**EXERCISE GOAL:**
Could you write out every record below exactly, leaving out any pictures?

**DATA FOR THIS TASK:**
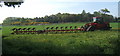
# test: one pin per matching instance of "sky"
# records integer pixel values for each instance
(40, 8)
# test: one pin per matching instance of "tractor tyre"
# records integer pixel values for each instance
(90, 28)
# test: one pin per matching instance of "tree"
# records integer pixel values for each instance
(11, 3)
(104, 11)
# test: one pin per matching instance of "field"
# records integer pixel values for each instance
(95, 42)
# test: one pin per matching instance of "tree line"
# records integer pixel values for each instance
(65, 18)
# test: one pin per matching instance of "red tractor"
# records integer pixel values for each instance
(97, 24)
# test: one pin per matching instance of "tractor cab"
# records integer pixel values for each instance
(98, 20)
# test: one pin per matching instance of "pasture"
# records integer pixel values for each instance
(95, 42)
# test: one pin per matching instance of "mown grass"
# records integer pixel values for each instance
(96, 42)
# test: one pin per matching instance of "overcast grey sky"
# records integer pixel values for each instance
(40, 8)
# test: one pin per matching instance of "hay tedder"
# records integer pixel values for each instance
(97, 24)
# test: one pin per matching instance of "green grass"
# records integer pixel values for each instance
(96, 42)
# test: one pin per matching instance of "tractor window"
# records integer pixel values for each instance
(97, 20)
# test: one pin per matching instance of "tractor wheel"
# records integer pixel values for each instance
(90, 28)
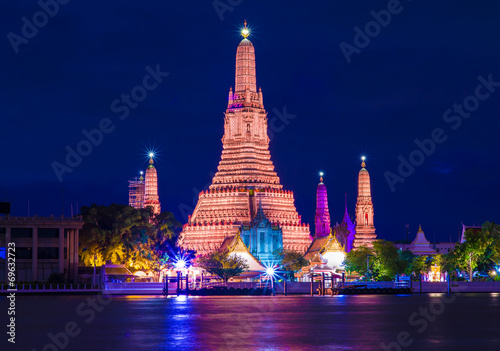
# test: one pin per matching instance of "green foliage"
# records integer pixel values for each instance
(388, 260)
(122, 234)
(223, 265)
(420, 264)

**WRITTEN SOLUTION:**
# test: one pin per matching instance of "sky"
# records integer pixel values for each instance
(40, 8)
# test: one pin per matching instance of "tractor tyre"
# records integer pixel values for each instance
(90, 28)
# test: one pin per matching instance of "tree"
# records integer pixel values for each instance
(11, 3)
(104, 11)
# test: one pin per matching instance of "field"
# records integer pixel values for each instance
(95, 42)
# test: one pin per matching instance of "tree line"
# records integer pixel values for each instance
(65, 18)
# test: one pin per matching instance of "red tractor"
# records integer pixel values for each instance
(97, 24)
# test: one pin per matching instance of "tractor cab"
# records integer pixel values for each instance
(98, 20)
# test: one pin per matching instance of "pasture"
# records integer pixel values for each instance
(95, 42)
# test: one pin per matching instance of "mown grass"
# records integer pixel values for each instance
(96, 42)
# test: one pin per matching instance of "overcast grey sky"
# records integer pixel values for each instance
(40, 8)
# test: one pin per matching instance of "hay tedder"
# records integer pixel values for each instance
(97, 24)
# test: one pin per matching instance of "green grass"
# records integer pixel values for each instance
(96, 42)
# test: one pin per matching instance of "tractor window"
# records integer pixel values for each instance
(97, 20)
# test: one pin per matching instance of "tractor wheel"
# records integer pixel values for each instance
(90, 28)
# test: one pin per matching instance of "green foliage"
# records integer pixel values for each instance
(388, 260)
(122, 234)
(223, 265)
(420, 264)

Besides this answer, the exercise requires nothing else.